* Page extract:
More formally, bootstrapping is the process of “refreshing” the accumulated noise in a somewhat homomorphic ciphertext by encrypting it again with the public key (i.e., placing it into another box) and then homomorphically evaluating its decryption function using the encryption of its private key under the public key (i.e., opening it from inside another box). In other words, bootstrapping wraps the ciphertext in another layer of encryption and then decrypts the inner layer homomorphically to produce a “recrypted” ciphertext with the same private key. Since decryption removes the noise in a somewhat homomorphic ciphertext, the process of bootstrapping has the same effect. However, instead of rendering the ciphertext into plaintext, the homomorphic evaluation of the decryption function transforms the ciphertext into a new “no noise” version of itself, ready for more homomorphic operations.^{Footnote 12} In this sense, it is like performing the identity function (id(x) = x) on a ciphertext.

To enable bootstrapping, a fully homomorphic encryption scheme must share additional information with the third-party data processor, beyond the ciphertext itself. In general, this amounts to the following new component:

Evaluation key. This is the key used in bootstrapping to homomorphically evaluate the decryption function to refresh the accumulated noise in the ciphertext. It consists of the encryption of the private key under its own associated public key.

What are the benefits?

Homomorphic encryption is the culmination of many important developments in the field of cryptography. From symmetric secret keys to asymmetric public-private key pairs to hybrid evaluation keys, homomorphic encryption builds upon insights developed in other encryption methodologies. The result is a PET with several benefits for the protection of personal information. In general, there are five main ones to mention:

It enhances the security and confidentiality of third-party processing. In general, third-party processing of personal information is done on unencrypted, plaintext data. This raises several privacy and security risks for individuals. As discussed in the introduction, these include external attacks by hackers, insider threats by employees and secret access demands by governments in the case of cloud computing, as well as crypto muggings and mass surveillance in the case of blockchain technologies. However, homomorphic encryption can help protect against these risks by ensuring that all data remains encrypted throughout its processing lifecycle, whether in the cloud or on a blockchain.
It preserves data accuracy. The process of encrypting personal information does not affect the underlying meaning or internal structure of the information. Its values and the relationships they hold remain the same. What changes with encryption is only at the outward level of appearance and confidentiality. It shields access to the information and hides it from view. It is as if the information is translated into another language that only the private key holders can understand. To anyone else, the information is gibberish, but to those with knowledge of the key, it retains its full original form. Strictly speaking, this means that the identifiability of the information remains the same. The association between the information and the individuals it is about is not reduced or removed.

* Tasks to carry out:
• 1. Rewrite everything in the homomorphic encryption text from "To enable bootstrapping, a" down to "associated public key.", changing "bootstrapping" to "recryption".
• 2. According to the homomorphic encryption text, what does the evaluation key consist of?

* Raw data:
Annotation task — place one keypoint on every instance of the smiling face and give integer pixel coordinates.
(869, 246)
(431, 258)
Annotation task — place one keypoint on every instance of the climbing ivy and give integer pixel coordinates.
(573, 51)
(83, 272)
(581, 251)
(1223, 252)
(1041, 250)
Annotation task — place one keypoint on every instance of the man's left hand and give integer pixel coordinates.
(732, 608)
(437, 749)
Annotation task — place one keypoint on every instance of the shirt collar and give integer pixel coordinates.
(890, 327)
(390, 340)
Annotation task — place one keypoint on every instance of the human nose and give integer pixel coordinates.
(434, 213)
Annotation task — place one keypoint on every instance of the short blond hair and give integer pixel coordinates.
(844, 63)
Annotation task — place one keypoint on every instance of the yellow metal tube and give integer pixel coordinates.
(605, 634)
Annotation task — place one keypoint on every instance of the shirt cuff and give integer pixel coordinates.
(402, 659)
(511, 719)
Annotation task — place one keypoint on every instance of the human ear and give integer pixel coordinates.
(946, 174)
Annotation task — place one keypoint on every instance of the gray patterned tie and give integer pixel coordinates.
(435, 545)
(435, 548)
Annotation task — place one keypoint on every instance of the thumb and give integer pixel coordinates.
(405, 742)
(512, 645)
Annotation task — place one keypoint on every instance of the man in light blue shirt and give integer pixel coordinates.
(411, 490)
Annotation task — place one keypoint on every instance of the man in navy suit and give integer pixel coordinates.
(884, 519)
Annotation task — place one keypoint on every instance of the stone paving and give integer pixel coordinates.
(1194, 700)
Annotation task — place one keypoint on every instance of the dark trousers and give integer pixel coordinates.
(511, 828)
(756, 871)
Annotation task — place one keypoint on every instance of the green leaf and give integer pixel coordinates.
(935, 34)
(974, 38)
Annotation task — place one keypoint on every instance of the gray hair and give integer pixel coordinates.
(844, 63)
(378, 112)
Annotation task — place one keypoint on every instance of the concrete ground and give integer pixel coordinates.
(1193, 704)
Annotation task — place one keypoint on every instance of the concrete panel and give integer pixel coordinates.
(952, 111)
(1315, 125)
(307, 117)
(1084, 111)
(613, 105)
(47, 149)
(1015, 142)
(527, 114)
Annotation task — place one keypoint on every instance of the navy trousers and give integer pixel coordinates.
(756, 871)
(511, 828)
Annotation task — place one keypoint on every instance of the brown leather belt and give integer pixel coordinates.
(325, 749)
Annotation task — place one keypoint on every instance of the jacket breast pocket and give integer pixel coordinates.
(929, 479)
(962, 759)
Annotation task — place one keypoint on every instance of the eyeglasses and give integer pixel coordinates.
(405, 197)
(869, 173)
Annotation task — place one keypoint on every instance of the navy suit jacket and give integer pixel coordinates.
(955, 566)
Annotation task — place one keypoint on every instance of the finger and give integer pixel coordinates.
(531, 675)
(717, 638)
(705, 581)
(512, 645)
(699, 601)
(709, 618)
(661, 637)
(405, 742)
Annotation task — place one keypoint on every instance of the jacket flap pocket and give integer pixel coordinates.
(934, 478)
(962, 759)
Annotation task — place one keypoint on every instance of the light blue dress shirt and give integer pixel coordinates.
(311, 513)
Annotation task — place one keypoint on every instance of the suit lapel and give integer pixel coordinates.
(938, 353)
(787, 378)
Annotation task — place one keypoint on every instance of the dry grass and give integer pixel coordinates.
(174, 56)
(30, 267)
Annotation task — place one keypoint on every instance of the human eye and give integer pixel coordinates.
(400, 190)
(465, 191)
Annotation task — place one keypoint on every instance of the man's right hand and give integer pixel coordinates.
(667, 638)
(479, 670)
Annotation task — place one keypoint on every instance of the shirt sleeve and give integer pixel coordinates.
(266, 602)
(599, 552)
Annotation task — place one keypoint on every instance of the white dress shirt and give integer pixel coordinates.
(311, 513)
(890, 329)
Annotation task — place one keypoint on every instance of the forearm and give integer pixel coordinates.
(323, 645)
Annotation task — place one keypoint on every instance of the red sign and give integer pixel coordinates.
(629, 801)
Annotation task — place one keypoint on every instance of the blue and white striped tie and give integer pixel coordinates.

* Solutions to the exercise:
• 1.
To enable recryption, a fully homomorphic encryption scheme must share additional information with the third-party data processor, beyond the ciphertext itself. In general, this amounts to the following new component:

Evaluation key. This is the key used in recryption to homomorphically evaluate the decryption function to refresh the accumulated noise in the ciphertext. It consists of the encryption of the private key under its own associated public key.

• 2. The encryption of the private key under its own associated public key.